== WRITTEN TASK ==
Copy each of the following rows word for word.

== RECORDS SUPPLIED ==

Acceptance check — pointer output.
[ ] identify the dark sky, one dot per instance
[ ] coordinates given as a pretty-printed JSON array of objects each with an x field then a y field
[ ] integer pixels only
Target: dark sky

== OUTPUT FOR THIS TASK ==
Acceptance check — pointer output.
[ ] identify the dark sky, one dot per instance
[ ] coordinates given as a pretty-printed JSON array of objects each with an x field then a y field
[ ] integer pixels only
Target: dark sky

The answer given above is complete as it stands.